→ **EXERCISE DIRECTIONS**:
Rewrite the material from the line that contains "[tag] stork's white" through the end, replacing "Emitted" with "Produced" and changing nothing else.

→ **DATASET RECORDS**:
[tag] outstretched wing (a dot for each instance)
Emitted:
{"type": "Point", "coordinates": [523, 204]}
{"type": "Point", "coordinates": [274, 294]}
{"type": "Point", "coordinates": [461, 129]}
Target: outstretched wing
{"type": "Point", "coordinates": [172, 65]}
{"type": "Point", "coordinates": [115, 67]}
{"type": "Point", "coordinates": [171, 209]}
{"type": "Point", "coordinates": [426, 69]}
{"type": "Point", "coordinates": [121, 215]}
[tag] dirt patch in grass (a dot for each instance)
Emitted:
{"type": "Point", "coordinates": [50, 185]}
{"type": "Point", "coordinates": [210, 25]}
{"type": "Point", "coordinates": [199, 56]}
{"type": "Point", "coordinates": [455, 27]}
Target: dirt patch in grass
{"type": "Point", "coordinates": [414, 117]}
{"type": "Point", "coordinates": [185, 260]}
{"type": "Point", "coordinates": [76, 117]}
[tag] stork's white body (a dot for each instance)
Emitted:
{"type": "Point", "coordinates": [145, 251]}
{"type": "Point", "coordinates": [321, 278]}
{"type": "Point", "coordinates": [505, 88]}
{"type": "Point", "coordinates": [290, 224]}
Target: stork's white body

→ **EXERCISE ANSWER**:
[tag] stork's white body (a dot for each instance)
Produced:
{"type": "Point", "coordinates": [145, 251]}
{"type": "Point", "coordinates": [321, 278]}
{"type": "Point", "coordinates": [505, 88]}
{"type": "Point", "coordinates": [290, 224]}
Target: stork's white body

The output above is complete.